• **Problem description**: Copy the stretch of lines from the one containing "134, row 167." through the one containing "column 51, row 386", substituting "timber post" for "wooden post" and changing nothing else.

━━ Given entries

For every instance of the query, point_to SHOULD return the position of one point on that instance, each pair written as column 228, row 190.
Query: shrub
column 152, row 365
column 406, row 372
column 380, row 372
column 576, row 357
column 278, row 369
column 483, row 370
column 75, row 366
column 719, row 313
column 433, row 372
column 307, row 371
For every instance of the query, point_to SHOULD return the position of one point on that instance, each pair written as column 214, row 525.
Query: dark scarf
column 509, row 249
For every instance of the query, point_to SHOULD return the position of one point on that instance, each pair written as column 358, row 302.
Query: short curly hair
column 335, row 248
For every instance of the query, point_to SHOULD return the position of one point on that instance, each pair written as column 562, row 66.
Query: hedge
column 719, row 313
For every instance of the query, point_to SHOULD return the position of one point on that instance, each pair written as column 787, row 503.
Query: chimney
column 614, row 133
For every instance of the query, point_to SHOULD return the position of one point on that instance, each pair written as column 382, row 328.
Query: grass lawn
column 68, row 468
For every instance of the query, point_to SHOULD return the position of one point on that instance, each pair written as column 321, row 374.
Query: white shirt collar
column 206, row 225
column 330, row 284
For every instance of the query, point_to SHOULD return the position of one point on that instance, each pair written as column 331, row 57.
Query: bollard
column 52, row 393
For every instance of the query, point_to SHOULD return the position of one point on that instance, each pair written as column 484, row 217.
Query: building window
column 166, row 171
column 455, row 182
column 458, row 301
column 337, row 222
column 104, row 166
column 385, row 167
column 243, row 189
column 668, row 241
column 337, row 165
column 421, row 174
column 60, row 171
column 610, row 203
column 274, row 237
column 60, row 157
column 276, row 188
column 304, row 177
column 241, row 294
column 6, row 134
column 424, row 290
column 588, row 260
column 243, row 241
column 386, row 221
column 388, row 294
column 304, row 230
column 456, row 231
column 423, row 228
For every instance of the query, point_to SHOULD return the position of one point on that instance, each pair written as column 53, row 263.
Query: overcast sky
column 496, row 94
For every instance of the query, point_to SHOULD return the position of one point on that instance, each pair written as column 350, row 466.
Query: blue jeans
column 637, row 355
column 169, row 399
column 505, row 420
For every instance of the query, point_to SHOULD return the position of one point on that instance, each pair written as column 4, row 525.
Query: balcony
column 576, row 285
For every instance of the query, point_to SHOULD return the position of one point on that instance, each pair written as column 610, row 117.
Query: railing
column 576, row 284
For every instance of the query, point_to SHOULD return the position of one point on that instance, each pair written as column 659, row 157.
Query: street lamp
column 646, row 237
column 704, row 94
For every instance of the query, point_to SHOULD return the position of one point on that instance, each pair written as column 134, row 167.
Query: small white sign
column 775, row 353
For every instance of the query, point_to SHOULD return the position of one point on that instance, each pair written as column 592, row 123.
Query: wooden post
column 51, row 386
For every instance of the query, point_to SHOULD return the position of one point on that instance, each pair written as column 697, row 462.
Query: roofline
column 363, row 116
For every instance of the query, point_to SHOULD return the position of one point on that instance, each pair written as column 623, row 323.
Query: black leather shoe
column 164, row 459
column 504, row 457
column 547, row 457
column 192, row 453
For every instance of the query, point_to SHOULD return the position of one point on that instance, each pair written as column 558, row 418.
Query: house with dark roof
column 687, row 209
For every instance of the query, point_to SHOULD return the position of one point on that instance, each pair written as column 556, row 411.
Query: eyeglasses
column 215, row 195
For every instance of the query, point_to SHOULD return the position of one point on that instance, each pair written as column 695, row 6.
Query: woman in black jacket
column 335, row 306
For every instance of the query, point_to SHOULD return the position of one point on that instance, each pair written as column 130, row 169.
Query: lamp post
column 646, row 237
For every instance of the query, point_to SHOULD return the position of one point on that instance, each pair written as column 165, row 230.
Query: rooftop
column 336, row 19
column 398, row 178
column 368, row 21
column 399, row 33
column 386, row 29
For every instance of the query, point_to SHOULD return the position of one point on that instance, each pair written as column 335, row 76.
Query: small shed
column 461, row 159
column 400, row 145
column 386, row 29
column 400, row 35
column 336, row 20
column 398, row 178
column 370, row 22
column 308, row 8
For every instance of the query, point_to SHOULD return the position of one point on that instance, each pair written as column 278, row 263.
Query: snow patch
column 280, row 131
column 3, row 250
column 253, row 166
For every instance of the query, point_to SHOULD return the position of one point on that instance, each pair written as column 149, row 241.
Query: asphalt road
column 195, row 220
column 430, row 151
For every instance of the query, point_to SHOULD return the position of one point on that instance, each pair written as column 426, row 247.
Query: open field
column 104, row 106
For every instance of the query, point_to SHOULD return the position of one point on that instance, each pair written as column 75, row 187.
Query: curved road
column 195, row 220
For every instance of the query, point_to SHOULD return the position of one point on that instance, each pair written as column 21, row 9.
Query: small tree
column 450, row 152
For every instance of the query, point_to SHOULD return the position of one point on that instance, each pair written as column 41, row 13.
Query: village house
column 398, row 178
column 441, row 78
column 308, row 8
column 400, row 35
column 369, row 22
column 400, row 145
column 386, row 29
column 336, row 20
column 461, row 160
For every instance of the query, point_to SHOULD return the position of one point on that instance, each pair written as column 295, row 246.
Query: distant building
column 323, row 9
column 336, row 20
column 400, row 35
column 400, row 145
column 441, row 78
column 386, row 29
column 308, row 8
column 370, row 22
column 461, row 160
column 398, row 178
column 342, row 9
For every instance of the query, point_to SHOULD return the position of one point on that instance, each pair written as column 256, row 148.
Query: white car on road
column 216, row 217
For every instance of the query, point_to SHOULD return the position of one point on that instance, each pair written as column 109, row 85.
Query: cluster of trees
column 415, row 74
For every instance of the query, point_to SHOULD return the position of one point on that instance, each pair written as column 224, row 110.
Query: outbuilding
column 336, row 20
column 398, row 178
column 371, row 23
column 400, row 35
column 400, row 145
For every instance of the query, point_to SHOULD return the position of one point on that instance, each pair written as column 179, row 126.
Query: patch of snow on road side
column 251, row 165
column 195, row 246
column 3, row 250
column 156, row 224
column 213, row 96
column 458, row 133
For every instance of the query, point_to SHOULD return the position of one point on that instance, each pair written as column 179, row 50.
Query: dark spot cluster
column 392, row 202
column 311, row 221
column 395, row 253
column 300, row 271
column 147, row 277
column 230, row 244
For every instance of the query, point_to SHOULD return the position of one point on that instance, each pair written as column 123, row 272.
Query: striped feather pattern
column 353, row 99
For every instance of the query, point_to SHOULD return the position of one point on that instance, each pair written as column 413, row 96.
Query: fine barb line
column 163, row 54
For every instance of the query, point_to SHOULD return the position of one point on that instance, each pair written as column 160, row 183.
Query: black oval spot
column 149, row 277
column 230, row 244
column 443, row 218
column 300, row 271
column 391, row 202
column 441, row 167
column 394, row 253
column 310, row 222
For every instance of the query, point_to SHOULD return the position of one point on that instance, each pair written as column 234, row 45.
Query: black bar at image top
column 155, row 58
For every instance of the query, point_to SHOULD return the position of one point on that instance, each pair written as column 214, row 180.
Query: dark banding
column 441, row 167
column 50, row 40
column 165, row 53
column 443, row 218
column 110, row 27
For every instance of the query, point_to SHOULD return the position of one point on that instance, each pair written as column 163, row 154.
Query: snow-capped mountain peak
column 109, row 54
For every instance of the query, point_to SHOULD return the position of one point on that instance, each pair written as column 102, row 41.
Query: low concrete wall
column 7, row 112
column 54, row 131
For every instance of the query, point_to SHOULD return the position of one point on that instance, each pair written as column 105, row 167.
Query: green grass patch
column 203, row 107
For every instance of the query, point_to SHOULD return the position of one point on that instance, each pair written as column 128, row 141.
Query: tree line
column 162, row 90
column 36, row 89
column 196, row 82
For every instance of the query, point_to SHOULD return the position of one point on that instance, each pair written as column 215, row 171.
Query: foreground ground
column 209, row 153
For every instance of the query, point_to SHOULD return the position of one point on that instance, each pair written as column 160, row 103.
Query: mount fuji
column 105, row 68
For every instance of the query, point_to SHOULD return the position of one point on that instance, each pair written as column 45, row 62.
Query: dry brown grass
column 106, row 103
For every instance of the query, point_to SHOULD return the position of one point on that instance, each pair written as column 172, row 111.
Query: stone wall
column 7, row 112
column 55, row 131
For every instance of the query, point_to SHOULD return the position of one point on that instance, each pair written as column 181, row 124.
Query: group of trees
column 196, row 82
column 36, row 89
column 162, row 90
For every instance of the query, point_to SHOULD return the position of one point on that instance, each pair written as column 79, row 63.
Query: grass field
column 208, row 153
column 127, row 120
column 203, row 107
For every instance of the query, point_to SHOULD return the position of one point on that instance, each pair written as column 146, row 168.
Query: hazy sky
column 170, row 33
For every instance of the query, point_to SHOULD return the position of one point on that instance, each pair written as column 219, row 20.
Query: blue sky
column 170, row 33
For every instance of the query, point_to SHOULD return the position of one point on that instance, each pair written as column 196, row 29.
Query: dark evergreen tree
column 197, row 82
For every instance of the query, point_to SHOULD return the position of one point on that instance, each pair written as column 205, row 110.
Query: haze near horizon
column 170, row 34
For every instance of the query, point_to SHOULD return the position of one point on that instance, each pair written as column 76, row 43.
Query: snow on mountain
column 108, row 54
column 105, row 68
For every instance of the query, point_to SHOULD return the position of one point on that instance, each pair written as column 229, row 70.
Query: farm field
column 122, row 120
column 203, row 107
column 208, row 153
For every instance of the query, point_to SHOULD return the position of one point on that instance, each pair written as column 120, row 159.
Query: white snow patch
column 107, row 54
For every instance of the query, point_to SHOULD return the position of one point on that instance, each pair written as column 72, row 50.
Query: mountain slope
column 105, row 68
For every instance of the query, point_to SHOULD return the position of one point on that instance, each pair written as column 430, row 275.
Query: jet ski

━━━━

• **Correct output**:
For every instance of the query, point_to SHOULD return the position of one point on that instance, each pair written as column 134, row 167.
Query: small white sign
column 775, row 353
For every instance of the query, point_to SHOULD return the position of one point on that instance, each pair written as column 592, row 123.
Query: timber post
column 51, row 386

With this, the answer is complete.